ENUNCIADO A — Transcreva, do trecho sobre o projeto de lei e o tempo de televisão dos partidos, a passagem que começa em "E aqui eu disse, na" e vai até "mais tempo de televisão.".

TRECHO SELECIONADO —

Não, ela existirá. Conseguindo as 600 mil assinaturas, ela existirá.

            E aqui eu disse, na semana passada: se estão preocupados com o tempo de televisão, por que não apresentam uma proposta para que aquela parte do tempo de rádio e televisão que é dividida igualmente seja aumentada? Por que não propõem isso? Ao contrário, todos eles querem o que esse projeto de lei esconde, o que esse projeto de lei traça como objetivo em termos de divisão do tempo de televisão. Todos os partidos que aqui se colocaram contra vão ganhar mais tempo de televisão.

            Existe uma história que se conta, e eu já tentei por várias vezes identificar a situação, a fonte, os atores, mas apenas vou citar o milagre, porque eu não consegui identificar o santo. Mas conta-se que, num determinado Parlamento deste País, numa determinada situação, o PSD tinha um Parlamentar que se posicionou juntamente com o seu partido contra a criação de um benefício para os Parlamentares, uma dessas sinecuras que acontecem muitas vezes no Parlamento, privilégios. E, ao discursar, disse: “Sou contra. Meu partido é contra, e nós votaremos contra.” Ao descer da tribuna, disse ao primeiro que estava ao lado dele: “Mas eu confio no patriotismo da maioria.”

            É isso o que está acontecendo aqui. Muitos partidos, que vêm aqui para fazer discurso contra o PT, contra a Presidenta da República, no fundo estão torcendo para que essa lei seja aprovada e para que se coloque nas costas do PT a responsabilidade por eventualmente algum partido não se organizar.

Registros de anotação de coordenadas:

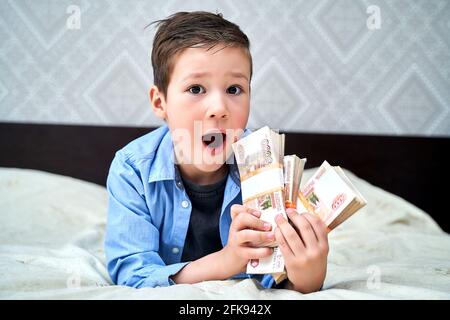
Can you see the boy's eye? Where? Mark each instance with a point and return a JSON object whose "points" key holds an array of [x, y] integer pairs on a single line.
{"points": [[196, 90], [234, 90]]}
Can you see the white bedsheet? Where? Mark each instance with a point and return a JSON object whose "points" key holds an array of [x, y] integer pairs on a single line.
{"points": [[51, 247]]}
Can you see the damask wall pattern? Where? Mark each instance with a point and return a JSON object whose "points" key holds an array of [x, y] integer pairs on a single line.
{"points": [[344, 66]]}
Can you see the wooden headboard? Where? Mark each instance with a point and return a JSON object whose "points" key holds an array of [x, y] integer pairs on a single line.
{"points": [[410, 167]]}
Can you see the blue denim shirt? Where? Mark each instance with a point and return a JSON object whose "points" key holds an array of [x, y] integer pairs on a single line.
{"points": [[149, 211]]}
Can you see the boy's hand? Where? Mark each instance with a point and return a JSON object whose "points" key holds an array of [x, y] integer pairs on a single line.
{"points": [[304, 245], [247, 237]]}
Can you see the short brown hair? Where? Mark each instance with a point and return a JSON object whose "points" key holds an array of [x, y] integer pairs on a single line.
{"points": [[184, 30]]}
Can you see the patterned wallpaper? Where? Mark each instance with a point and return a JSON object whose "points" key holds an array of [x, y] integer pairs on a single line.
{"points": [[347, 66]]}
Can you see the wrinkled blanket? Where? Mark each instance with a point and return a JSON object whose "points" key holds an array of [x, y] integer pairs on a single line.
{"points": [[52, 233]]}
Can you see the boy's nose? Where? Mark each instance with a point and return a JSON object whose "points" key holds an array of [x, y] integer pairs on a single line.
{"points": [[217, 107]]}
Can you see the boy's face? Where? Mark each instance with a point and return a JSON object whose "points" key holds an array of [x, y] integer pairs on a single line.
{"points": [[206, 107]]}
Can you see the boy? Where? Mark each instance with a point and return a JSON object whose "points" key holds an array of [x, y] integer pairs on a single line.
{"points": [[174, 211]]}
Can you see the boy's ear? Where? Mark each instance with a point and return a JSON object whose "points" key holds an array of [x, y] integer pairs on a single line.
{"points": [[158, 102]]}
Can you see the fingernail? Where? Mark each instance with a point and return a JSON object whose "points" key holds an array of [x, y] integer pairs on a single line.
{"points": [[290, 210], [256, 213], [270, 236]]}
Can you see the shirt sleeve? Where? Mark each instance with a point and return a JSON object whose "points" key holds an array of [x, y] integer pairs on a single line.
{"points": [[132, 240]]}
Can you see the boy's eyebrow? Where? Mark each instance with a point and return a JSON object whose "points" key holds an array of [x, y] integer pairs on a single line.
{"points": [[196, 75]]}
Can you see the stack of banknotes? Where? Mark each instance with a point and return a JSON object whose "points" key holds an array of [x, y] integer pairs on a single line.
{"points": [[271, 183]]}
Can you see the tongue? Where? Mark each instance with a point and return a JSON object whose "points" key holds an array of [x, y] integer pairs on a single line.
{"points": [[213, 140]]}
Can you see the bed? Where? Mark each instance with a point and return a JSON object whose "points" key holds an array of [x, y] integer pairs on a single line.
{"points": [[51, 247]]}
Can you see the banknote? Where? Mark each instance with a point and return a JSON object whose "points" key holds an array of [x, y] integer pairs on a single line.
{"points": [[259, 157], [330, 195]]}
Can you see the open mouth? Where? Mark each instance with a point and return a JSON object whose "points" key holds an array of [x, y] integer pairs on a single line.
{"points": [[214, 141]]}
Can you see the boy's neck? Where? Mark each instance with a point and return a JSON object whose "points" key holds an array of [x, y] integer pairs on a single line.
{"points": [[192, 174]]}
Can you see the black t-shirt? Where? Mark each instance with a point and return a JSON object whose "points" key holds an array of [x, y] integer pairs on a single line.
{"points": [[203, 236]]}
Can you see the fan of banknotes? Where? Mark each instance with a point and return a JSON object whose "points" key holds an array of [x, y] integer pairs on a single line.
{"points": [[271, 183]]}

ENUNCIADO B — Selecione e copie cada linha dos registros acima que contenha a palavra "banknotes".

RESPOSTA ESPERADA A —
E aqui eu disse, na semana passada: se estão preocupados com o tempo de televisão, por que não apresentam uma proposta para que aquela parte do tempo de rádio e televisão que é dividida igualmente seja aumentada? Por que não propõem isso? Ao contrário, todos eles querem o que esse projeto de lei esconde, o que esse projeto de lei traça como objetivo em termos de divisão do tempo de televisão. Todos os partidos que aqui se colocaram contra vão ganhar mais tempo de televisão.

RESPOSTA ESPERADA B —
Can you see the stack of banknotes? Where? Mark each instance with a point and return a JSON object whose "points" key holds an array of [x, y] integer pairs on a single line.
Can you see the fan of banknotes? Where? Mark each instance with a point and return a JSON object whose "points" key holds an array of [x, y] integer pairs on a single line.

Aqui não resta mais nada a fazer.